- **Задание 1**
Измените фрагмент текста о журнале «Студент» от «У меня дома» до «об авторском праве.)», заменив «пиратство» на «браконьерство», и приведите этот фрагмент полностью.

- **Текст для чтения**

───

У меня дома лежало несколько номеров выходившего в Лондоне журнала «Студент» – как следовало из подзаголовка, журнала авангарда советской литературы, за 1964–1969 годы, которые я раньше просматривал, но внимательно не читал. В этом не очень регулярно выходившем издании публиковались рассказы и стихи советских писателей, которые не были опубликованы в СССР и иногда ходили в самиздате. Алек Флегон за счет издательства отправлял в Москву и в Ленинград британских студентов, изучавших русский язык, специально для сбора таких произведений, нередко очень интересных. Публикуя их в своем журнале впервые, Флегон объявлял свой мировой копирайт, зарабатывая на продаже прав. Это было открытое литературное пиратство. («Студент» прекратил свое существование после присоединения СССР в 1973 году к Всемирной конвенции об авторском праве.)

───

- **Предоставленные материалы**
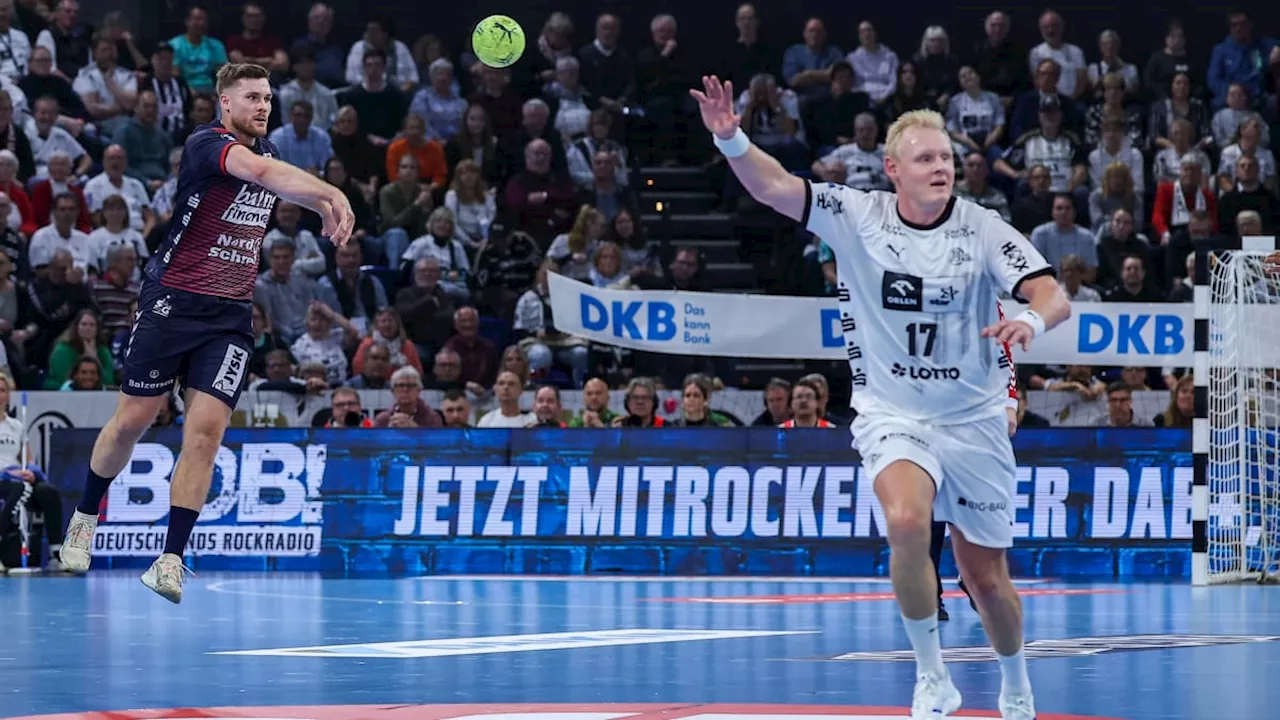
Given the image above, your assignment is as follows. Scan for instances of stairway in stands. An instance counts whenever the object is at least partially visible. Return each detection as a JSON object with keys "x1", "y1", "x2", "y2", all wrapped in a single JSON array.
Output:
[{"x1": 636, "y1": 167, "x2": 758, "y2": 292}]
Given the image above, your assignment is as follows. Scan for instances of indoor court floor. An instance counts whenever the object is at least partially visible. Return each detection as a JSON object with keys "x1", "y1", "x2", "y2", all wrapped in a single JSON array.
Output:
[{"x1": 0, "y1": 571, "x2": 1280, "y2": 720}]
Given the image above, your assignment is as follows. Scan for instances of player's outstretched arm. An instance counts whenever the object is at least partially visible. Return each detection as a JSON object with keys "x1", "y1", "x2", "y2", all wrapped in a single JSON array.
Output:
[
  {"x1": 689, "y1": 76, "x2": 805, "y2": 222},
  {"x1": 225, "y1": 145, "x2": 356, "y2": 245}
]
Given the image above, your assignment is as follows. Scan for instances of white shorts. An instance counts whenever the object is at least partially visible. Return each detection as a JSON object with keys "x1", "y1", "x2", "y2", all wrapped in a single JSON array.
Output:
[{"x1": 851, "y1": 415, "x2": 1018, "y2": 548}]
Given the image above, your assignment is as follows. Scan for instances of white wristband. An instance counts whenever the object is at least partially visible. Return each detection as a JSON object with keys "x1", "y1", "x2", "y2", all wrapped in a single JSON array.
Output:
[
  {"x1": 712, "y1": 128, "x2": 751, "y2": 158},
  {"x1": 1014, "y1": 310, "x2": 1044, "y2": 337}
]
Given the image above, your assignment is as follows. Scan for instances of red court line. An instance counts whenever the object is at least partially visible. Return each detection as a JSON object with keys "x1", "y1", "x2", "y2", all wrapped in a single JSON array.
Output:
[{"x1": 644, "y1": 588, "x2": 1126, "y2": 605}]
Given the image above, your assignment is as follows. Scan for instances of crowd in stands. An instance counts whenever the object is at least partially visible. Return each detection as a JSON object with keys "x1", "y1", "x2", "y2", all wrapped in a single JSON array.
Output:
[{"x1": 0, "y1": 0, "x2": 1280, "y2": 427}]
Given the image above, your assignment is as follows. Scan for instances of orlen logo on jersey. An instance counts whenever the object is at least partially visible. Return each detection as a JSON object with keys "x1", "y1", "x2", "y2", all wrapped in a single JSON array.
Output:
[
  {"x1": 881, "y1": 273, "x2": 924, "y2": 311},
  {"x1": 223, "y1": 184, "x2": 275, "y2": 228},
  {"x1": 892, "y1": 363, "x2": 960, "y2": 380}
]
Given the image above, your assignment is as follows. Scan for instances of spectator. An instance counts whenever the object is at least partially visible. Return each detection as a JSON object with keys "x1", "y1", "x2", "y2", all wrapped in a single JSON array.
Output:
[
  {"x1": 444, "y1": 159, "x2": 498, "y2": 250},
  {"x1": 1207, "y1": 12, "x2": 1276, "y2": 110},
  {"x1": 470, "y1": 65, "x2": 524, "y2": 137},
  {"x1": 36, "y1": 0, "x2": 93, "y2": 81},
  {"x1": 1089, "y1": 161, "x2": 1143, "y2": 234},
  {"x1": 476, "y1": 370, "x2": 538, "y2": 428},
  {"x1": 45, "y1": 309, "x2": 115, "y2": 389},
  {"x1": 532, "y1": 386, "x2": 568, "y2": 428},
  {"x1": 289, "y1": 301, "x2": 360, "y2": 387},
  {"x1": 973, "y1": 10, "x2": 1030, "y2": 109},
  {"x1": 28, "y1": 192, "x2": 90, "y2": 273},
  {"x1": 951, "y1": 149, "x2": 1012, "y2": 223},
  {"x1": 1102, "y1": 255, "x2": 1165, "y2": 302},
  {"x1": 227, "y1": 0, "x2": 289, "y2": 74},
  {"x1": 1210, "y1": 82, "x2": 1271, "y2": 147},
  {"x1": 374, "y1": 365, "x2": 444, "y2": 429},
  {"x1": 86, "y1": 195, "x2": 148, "y2": 275},
  {"x1": 338, "y1": 46, "x2": 417, "y2": 145},
  {"x1": 1142, "y1": 20, "x2": 1199, "y2": 99},
  {"x1": 408, "y1": 58, "x2": 467, "y2": 145},
  {"x1": 798, "y1": 60, "x2": 874, "y2": 152},
  {"x1": 1028, "y1": 10, "x2": 1089, "y2": 100},
  {"x1": 268, "y1": 100, "x2": 333, "y2": 176},
  {"x1": 293, "y1": 3, "x2": 347, "y2": 88},
  {"x1": 316, "y1": 242, "x2": 384, "y2": 330},
  {"x1": 1030, "y1": 192, "x2": 1098, "y2": 284},
  {"x1": 1151, "y1": 118, "x2": 1213, "y2": 187},
  {"x1": 329, "y1": 106, "x2": 387, "y2": 192},
  {"x1": 777, "y1": 379, "x2": 836, "y2": 428},
  {"x1": 324, "y1": 386, "x2": 374, "y2": 428},
  {"x1": 1096, "y1": 209, "x2": 1156, "y2": 288},
  {"x1": 253, "y1": 240, "x2": 320, "y2": 345},
  {"x1": 1217, "y1": 118, "x2": 1277, "y2": 192},
  {"x1": 163, "y1": 5, "x2": 227, "y2": 92},
  {"x1": 387, "y1": 115, "x2": 449, "y2": 190},
  {"x1": 1151, "y1": 154, "x2": 1217, "y2": 245},
  {"x1": 280, "y1": 47, "x2": 338, "y2": 135},
  {"x1": 1094, "y1": 380, "x2": 1152, "y2": 428},
  {"x1": 672, "y1": 373, "x2": 733, "y2": 428},
  {"x1": 1085, "y1": 29, "x2": 1140, "y2": 100},
  {"x1": 504, "y1": 140, "x2": 575, "y2": 245},
  {"x1": 1152, "y1": 375, "x2": 1196, "y2": 429},
  {"x1": 262, "y1": 200, "x2": 325, "y2": 279},
  {"x1": 846, "y1": 20, "x2": 914, "y2": 103},
  {"x1": 23, "y1": 94, "x2": 93, "y2": 179},
  {"x1": 609, "y1": 378, "x2": 667, "y2": 428},
  {"x1": 347, "y1": 18, "x2": 420, "y2": 90},
  {"x1": 84, "y1": 145, "x2": 156, "y2": 237},
  {"x1": 946, "y1": 65, "x2": 1005, "y2": 158},
  {"x1": 440, "y1": 388, "x2": 471, "y2": 428},
  {"x1": 911, "y1": 26, "x2": 960, "y2": 113},
  {"x1": 1057, "y1": 255, "x2": 1102, "y2": 302},
  {"x1": 444, "y1": 307, "x2": 498, "y2": 387},
  {"x1": 782, "y1": 18, "x2": 845, "y2": 97},
  {"x1": 396, "y1": 255, "x2": 457, "y2": 358},
  {"x1": 403, "y1": 208, "x2": 471, "y2": 302},
  {"x1": 444, "y1": 105, "x2": 499, "y2": 184},
  {"x1": 248, "y1": 300, "x2": 285, "y2": 378},
  {"x1": 1217, "y1": 154, "x2": 1280, "y2": 233},
  {"x1": 995, "y1": 97, "x2": 1089, "y2": 200},
  {"x1": 0, "y1": 87, "x2": 36, "y2": 182},
  {"x1": 568, "y1": 378, "x2": 618, "y2": 428},
  {"x1": 812, "y1": 113, "x2": 892, "y2": 192},
  {"x1": 352, "y1": 307, "x2": 422, "y2": 374},
  {"x1": 577, "y1": 13, "x2": 635, "y2": 113},
  {"x1": 348, "y1": 338, "x2": 389, "y2": 389}
]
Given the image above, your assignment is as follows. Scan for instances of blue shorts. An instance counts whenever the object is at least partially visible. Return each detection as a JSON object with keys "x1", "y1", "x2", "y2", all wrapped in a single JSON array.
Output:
[{"x1": 120, "y1": 279, "x2": 253, "y2": 407}]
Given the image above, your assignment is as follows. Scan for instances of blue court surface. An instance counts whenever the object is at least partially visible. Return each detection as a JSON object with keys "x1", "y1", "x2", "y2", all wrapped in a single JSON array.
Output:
[{"x1": 0, "y1": 570, "x2": 1280, "y2": 720}]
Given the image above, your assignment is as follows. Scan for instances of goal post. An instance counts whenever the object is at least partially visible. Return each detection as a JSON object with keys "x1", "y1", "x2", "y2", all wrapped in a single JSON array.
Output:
[{"x1": 1192, "y1": 237, "x2": 1280, "y2": 585}]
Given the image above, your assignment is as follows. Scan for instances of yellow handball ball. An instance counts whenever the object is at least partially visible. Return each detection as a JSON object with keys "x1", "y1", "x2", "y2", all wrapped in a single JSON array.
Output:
[{"x1": 471, "y1": 15, "x2": 525, "y2": 68}]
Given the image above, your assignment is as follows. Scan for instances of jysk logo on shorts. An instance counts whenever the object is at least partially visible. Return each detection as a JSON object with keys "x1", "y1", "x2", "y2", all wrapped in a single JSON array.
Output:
[
  {"x1": 881, "y1": 272, "x2": 924, "y2": 313},
  {"x1": 214, "y1": 345, "x2": 248, "y2": 397}
]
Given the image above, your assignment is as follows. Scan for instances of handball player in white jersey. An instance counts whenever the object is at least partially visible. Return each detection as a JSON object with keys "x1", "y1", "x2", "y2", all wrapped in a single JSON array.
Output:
[{"x1": 692, "y1": 77, "x2": 1071, "y2": 720}]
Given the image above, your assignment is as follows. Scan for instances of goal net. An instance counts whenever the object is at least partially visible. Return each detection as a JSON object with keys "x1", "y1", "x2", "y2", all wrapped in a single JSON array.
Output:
[{"x1": 1193, "y1": 245, "x2": 1280, "y2": 583}]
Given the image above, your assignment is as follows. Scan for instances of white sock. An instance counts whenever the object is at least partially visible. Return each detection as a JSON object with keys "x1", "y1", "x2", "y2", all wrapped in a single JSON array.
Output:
[
  {"x1": 996, "y1": 648, "x2": 1032, "y2": 694},
  {"x1": 902, "y1": 611, "x2": 946, "y2": 675}
]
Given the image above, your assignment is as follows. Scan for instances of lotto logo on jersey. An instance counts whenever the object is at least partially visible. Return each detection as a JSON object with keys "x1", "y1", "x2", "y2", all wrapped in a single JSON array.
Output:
[
  {"x1": 223, "y1": 184, "x2": 275, "y2": 228},
  {"x1": 881, "y1": 273, "x2": 924, "y2": 313}
]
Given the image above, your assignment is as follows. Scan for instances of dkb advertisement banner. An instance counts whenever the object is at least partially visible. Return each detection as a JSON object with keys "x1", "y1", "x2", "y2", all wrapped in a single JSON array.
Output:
[{"x1": 50, "y1": 428, "x2": 1192, "y2": 577}]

───

- **Задание 2**
Перечислите все строки записей, в которых встречается слово «court», скопировав каждую без изменений.

- **Готовый ответ 1**
У меня дома лежало несколько номеров выходившего в Лондоне журнала «Студент» – как следовало из подзаголовка, журнала авангарда советской литературы, за 1964–1969 годы, которые я раньше просматривал, но внимательно не читал. В этом не очень регулярно выходившем издании публиковались рассказы и стихи советских писателей, которые не были опубликованы в СССР и иногда ходили в самиздате. Алек Флегон за счет издательства отправлял в Москву и в Ленинград британских студентов, изучавших русский язык, специально для сбора таких произведений, нередко очень интересных. Публикуя их в своем журнале впервые, Флегон объявлял свой мировой копирайт, зарабатывая на продаже прав. Это было открытое литературное браконьерство. («Студент» прекратил свое существование после присоединения СССР в 1973 году к Всемирной конвенции об авторском праве.)

- **Готовый ответ 2**
Given the image above, your assignment is as follows. Scan for instances of indoor court floor. An instance counts whenever the object is at least partially visible. Return each detection as a JSON object with keys "x1", "y1", "x2", "y2", all wrapped in a single JSON array.
Given the image above, your assignment is as follows. Scan for instances of red court line. An instance counts whenever the object is at least partially visible. Return each detection as a JSON object with keys "x1", "y1", "x2", "y2", all wrapped in a single JSON array.
Given the image above, your assignment is as follows. Scan for instances of blue court surface. An instance counts whenever the object is at least partially visible. Return each detection as a JSON object with keys "x1", "y1", "x2", "y2", all wrapped in a single JSON array.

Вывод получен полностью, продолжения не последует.